■ TASK PROMPT: Copy all of the rows below word for word, leaving the pictures out of your answer.

■ Rows from a dataset:
• • •
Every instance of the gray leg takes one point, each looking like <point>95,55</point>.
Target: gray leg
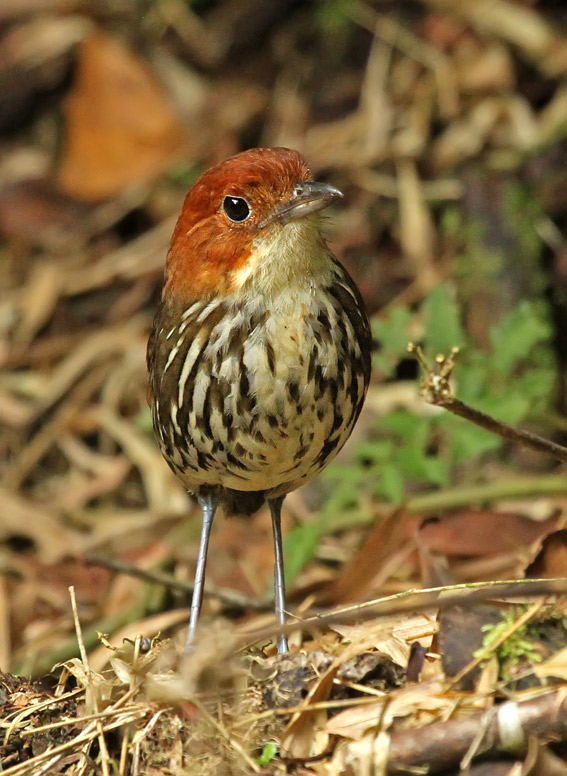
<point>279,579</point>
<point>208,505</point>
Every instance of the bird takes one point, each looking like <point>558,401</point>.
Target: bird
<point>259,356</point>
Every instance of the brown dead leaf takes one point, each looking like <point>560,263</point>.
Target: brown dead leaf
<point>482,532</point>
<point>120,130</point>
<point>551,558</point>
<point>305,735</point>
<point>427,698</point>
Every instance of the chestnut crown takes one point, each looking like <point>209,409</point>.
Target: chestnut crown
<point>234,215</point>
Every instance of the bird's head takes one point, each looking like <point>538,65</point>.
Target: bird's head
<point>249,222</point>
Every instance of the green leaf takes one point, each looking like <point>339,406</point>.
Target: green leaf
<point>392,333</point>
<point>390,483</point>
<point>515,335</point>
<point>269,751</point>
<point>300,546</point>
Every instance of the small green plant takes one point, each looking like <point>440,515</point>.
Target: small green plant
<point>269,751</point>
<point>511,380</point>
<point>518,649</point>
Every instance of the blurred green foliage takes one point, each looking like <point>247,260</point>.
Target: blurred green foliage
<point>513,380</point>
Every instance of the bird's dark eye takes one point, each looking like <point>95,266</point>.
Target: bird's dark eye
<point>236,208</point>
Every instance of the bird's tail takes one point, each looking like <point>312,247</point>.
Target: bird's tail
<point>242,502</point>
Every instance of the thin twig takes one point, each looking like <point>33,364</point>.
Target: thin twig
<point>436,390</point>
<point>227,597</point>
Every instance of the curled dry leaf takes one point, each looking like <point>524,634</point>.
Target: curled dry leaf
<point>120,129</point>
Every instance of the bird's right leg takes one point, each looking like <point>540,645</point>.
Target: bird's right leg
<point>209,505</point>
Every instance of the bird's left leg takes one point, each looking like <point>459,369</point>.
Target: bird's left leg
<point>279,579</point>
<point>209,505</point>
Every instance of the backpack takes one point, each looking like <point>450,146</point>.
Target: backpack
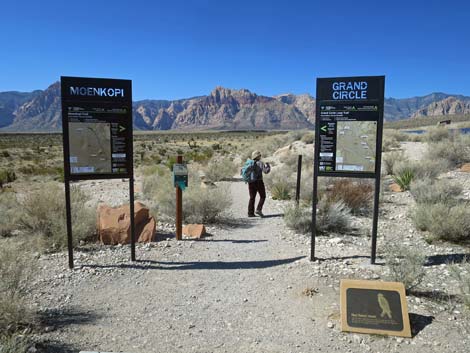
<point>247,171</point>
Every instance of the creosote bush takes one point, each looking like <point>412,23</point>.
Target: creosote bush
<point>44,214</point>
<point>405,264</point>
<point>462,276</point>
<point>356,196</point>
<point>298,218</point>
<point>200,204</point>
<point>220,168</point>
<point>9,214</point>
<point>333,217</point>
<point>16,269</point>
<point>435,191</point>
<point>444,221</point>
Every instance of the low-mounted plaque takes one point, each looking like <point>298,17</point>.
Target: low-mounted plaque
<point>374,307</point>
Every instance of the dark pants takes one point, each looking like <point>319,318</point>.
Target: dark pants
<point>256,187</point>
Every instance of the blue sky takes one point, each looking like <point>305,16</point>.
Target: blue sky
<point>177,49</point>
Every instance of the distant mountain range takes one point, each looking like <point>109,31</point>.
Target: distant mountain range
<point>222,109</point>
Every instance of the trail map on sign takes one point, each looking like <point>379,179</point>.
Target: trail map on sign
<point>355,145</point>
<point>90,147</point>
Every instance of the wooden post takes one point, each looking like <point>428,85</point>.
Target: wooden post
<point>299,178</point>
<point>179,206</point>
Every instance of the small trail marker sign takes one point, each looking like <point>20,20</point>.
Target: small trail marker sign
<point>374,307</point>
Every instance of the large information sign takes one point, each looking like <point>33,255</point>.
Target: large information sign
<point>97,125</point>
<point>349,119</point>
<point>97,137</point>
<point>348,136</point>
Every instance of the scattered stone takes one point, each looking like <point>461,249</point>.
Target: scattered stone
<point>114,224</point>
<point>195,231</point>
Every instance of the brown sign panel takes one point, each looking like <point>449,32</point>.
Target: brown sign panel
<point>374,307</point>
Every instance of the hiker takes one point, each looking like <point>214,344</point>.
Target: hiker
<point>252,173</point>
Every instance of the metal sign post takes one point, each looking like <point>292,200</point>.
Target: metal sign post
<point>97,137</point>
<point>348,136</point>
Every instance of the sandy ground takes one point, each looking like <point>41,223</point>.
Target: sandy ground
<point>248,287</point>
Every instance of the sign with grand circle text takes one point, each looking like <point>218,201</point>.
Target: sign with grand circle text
• • •
■ WRITTEN RESPONSE:
Every instance of the gray leg takes one point, each looking like <point>95,55</point>.
Target: gray leg
<point>279,579</point>
<point>208,505</point>
Every instance of the bird takes one point, each looking like <point>558,401</point>.
Target: bird
<point>259,356</point>
Every instance of the brown dead leaf takes one point, each looking like <point>560,263</point>.
Target: brown dead leaf
<point>482,532</point>
<point>120,130</point>
<point>551,558</point>
<point>305,735</point>
<point>427,698</point>
Every instance of the chestnut crown takes one point, each looking like <point>209,409</point>.
Target: chestnut crown
<point>234,215</point>
Every instance of the bird's head takes one point, each looking like <point>538,65</point>.
Target: bird's head
<point>249,222</point>
Every instance of the green leaf takes one point, each looking like <point>339,406</point>.
Target: green leaf
<point>392,333</point>
<point>390,483</point>
<point>515,335</point>
<point>269,751</point>
<point>300,546</point>
Every instance of the small green plant takes one point, each looking like <point>440,515</point>.
Target: small green plant
<point>269,751</point>
<point>511,380</point>
<point>518,649</point>
Every instance of the blurred green foliage takes one point, each looking like <point>247,260</point>.
Target: blurred green foliage
<point>513,380</point>
Every instance of the bird's dark eye takes one point, each looking like <point>95,266</point>.
Target: bird's dark eye
<point>236,208</point>
Every instance of the bird's tail takes one point, each looking like <point>312,247</point>.
Target: bird's tail
<point>242,502</point>
Every instance of the thin twig takes one point, each looking like <point>33,364</point>.
Target: thin twig
<point>436,390</point>
<point>227,597</point>
Every instance of the curled dry leaf takes one point, each looking like <point>524,634</point>.
Target: curled dry leaf
<point>120,129</point>
Every instance of the bird's right leg takes one point, each looking like <point>540,645</point>.
Target: bird's right leg
<point>209,505</point>
Every instance of the bird's left leg takes one point, each looking like <point>459,369</point>.
Target: bird's left leg
<point>279,579</point>
<point>209,505</point>
Every instance of the backpack takes one point, each looking like <point>450,146</point>.
Target: backpack
<point>247,171</point>
Every instance of the creosote bush takes one point, each looking like <point>412,23</point>.
Target: creosote bush
<point>44,214</point>
<point>405,264</point>
<point>462,276</point>
<point>356,196</point>
<point>298,218</point>
<point>200,204</point>
<point>220,168</point>
<point>9,214</point>
<point>333,217</point>
<point>16,269</point>
<point>435,191</point>
<point>444,221</point>
Every instance of the low-mounted plaque takes one point, each looking like <point>298,17</point>.
Target: low-mounted plaque
<point>374,307</point>
Every instance of the dark pants takes one point, each looking like <point>319,318</point>.
Target: dark pants
<point>256,187</point>
Every instance of the blue sky takes one point, each looking like <point>305,16</point>.
Target: blue sky
<point>177,49</point>
Every instance of the distant mountain range takes one point, each looking like <point>109,31</point>.
Target: distant mountain range
<point>222,109</point>
Every instance of the trail map on sign takes one point, each looking like <point>379,179</point>.
Target: trail map on sign
<point>355,145</point>
<point>90,147</point>
Every instance of the wooden post takes one point, each looking like <point>428,85</point>.
Target: wooden post
<point>299,178</point>
<point>179,206</point>
Every instance of the small trail marker sign takes one point, each looking like <point>20,20</point>.
Target: small trail marker sign
<point>374,307</point>
Every instance of the large information sign takes one point, each looking like <point>33,255</point>.
Target: large information sign
<point>97,125</point>
<point>349,119</point>
<point>97,137</point>
<point>348,136</point>
Every instance of the scattered stone takes one point, each looking like <point>461,249</point>.
Target: scattered stone
<point>114,224</point>
<point>195,231</point>
Every instance of the brown sign panel takes one point, each looking like <point>449,32</point>.
Target: brown sign panel
<point>374,307</point>
Every instance of the hiker takes one point, each looking like <point>214,344</point>.
Target: hiker
<point>252,173</point>
Every instance of the metal sign post takes one point, each looking like <point>292,200</point>.
Target: metal sign post
<point>97,137</point>
<point>348,136</point>
Every instance of the sandy ground takes one point, each looking like <point>41,223</point>.
Target: sandy ground
<point>248,287</point>
Every instance of the sign with grand circle text takes one point, each looking like <point>218,201</point>.
Target: sign with grand circle text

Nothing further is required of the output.